▶

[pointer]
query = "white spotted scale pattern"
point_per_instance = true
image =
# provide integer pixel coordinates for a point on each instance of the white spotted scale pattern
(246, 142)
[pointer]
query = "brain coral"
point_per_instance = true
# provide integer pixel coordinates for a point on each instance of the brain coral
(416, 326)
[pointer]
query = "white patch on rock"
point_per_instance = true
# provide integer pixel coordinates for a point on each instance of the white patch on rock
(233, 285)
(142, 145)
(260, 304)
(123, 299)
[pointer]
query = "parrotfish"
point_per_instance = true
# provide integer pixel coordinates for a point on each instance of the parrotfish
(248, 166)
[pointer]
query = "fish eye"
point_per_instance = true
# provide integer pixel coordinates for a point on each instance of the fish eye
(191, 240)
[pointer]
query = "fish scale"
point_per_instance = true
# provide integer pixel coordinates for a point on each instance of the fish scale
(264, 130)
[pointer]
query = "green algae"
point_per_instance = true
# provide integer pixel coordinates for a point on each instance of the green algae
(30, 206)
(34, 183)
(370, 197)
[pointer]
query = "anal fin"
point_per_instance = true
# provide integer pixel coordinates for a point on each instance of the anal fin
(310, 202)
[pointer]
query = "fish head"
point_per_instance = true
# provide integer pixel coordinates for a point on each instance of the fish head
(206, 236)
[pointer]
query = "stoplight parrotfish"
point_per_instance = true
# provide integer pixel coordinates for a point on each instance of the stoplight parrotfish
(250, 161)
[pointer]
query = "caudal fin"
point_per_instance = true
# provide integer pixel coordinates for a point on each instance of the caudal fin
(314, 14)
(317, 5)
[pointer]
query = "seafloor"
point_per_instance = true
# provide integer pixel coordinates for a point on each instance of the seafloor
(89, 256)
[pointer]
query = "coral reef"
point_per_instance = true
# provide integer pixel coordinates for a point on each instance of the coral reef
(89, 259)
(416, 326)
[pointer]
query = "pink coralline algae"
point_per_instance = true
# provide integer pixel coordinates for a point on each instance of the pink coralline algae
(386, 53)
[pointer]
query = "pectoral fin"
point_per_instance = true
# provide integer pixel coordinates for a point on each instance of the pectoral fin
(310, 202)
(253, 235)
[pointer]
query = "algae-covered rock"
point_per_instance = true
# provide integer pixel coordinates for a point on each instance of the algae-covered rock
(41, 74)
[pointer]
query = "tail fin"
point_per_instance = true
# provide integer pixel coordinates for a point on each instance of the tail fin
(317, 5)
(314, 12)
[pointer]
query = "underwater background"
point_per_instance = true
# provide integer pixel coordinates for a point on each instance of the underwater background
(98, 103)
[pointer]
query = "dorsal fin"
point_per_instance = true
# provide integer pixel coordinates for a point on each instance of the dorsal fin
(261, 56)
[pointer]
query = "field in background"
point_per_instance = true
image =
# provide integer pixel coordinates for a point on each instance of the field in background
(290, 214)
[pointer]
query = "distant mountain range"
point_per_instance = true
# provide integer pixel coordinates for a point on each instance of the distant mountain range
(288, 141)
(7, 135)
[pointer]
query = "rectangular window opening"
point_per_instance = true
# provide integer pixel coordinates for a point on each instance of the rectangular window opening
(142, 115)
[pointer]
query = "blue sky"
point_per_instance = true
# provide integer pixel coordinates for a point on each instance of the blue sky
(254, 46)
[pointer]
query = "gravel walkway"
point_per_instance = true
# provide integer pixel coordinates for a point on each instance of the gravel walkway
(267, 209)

◀

GOAL OF THE EXERCISE:
Your task is to reproduce all the material exactly as it stands.

ANSWER BOX:
[pointer]
query = "white spotted scale pattern"
point_per_instance = true
image =
# provide integer pixel coordinates for a point on each instance of the white spotted scale pattern
(246, 142)
[pointer]
query = "brain coral"
point_per_instance = true
# provide integer pixel coordinates for a point on each instance of the brain coral
(416, 326)
[pointer]
query = "white patch on rock"
point_per_instance = true
# provide integer pixel coordinates for a point on each instance of the white patch on rock
(233, 285)
(142, 145)
(260, 304)
(123, 299)
[pointer]
query = "parrotfish"
point_per_instance = true
# provide integer pixel coordinates for a point on each instance of the parrotfish
(248, 166)
[pointer]
query = "fish eye"
point_per_instance = true
# provide integer pixel coordinates for a point on each instance of the fish eye
(191, 240)
[pointer]
query = "fish scale"
point_per_instance = true
# provide integer pixel coordinates for a point on each instance of the fish scale
(264, 130)
[pointer]
query = "green algae"
point_per_instance = true
# provide integer pixel coordinates for a point on each instance of the green algae
(30, 206)
(34, 183)
(370, 197)
[pointer]
query = "anal fin"
point_per_instance = true
# provide integer pixel coordinates for a point on each instance of the anal fin
(310, 202)
[pointer]
query = "fish head"
point_per_instance = true
# provide integer pixel coordinates for a point on each instance of the fish head
(206, 236)
[pointer]
query = "stoplight parrotfish"
point_per_instance = true
# provide integer pixel coordinates for a point on each instance of the stoplight parrotfish
(250, 161)
[pointer]
query = "caudal fin"
point_per_instance = true
# provide integer pixel coordinates for a point on each instance of the caudal fin
(314, 14)
(317, 5)
[pointer]
query = "seafloor"
point_per_instance = true
# provide integer pixel coordinates for a point on each instance of the seafloor
(89, 256)
[pointer]
query = "coral reef"
point_per_instance = true
# provide integer pixel coordinates for a point on each instance of the coral reef
(89, 259)
(416, 326)
[pointer]
query = "pink coralline algae"
point_per_instance = true
# provide integer pixel coordinates for a point on each instance of the pink coralline algae
(386, 53)
[pointer]
query = "pectoral fin"
point_per_instance = true
# provide integer pixel coordinates for a point on each instance of the pectoral fin
(310, 202)
(253, 235)
[pointer]
query = "algae-covered rock"
point_per_instance = true
# provide integer pixel coordinates for a point on each instance of the algae-covered rock
(41, 74)
[pointer]
query = "tail fin"
point_per_instance = true
# provide integer pixel coordinates for a point on each instance of the tail fin
(317, 5)
(314, 12)
[pointer]
query = "underwater background"
point_per_instance = true
# provide integer pixel coordinates for a point on each instance of the underwater background
(98, 103)
[pointer]
query = "dorsal fin"
point_per_instance = true
# provide integer pixel coordinates for a point on each instance of the dorsal fin
(261, 56)
[pointer]
query = "field in background"
point_per_instance = true
image =
# provide integer pixel coordinates for a point on each instance of the field in background
(290, 214)
[pointer]
query = "distant mountain range"
point_per_instance = true
# provide integer pixel coordinates for a point on each instance of the distant mountain range
(288, 141)
(7, 135)
[pointer]
query = "rectangular window opening"
point_per_instance = true
# provide integer pixel coordinates for a point on each instance of the rectangular window opening
(142, 115)
[pointer]
query = "blue sky"
point_per_instance = true
# provide integer pixel coordinates for a point on each instance of the blue sky
(254, 46)
[pointer]
query = "gravel walkway"
point_per_instance = true
# provide integer pixel coordinates for a point on each instance of the gravel walkway
(267, 209)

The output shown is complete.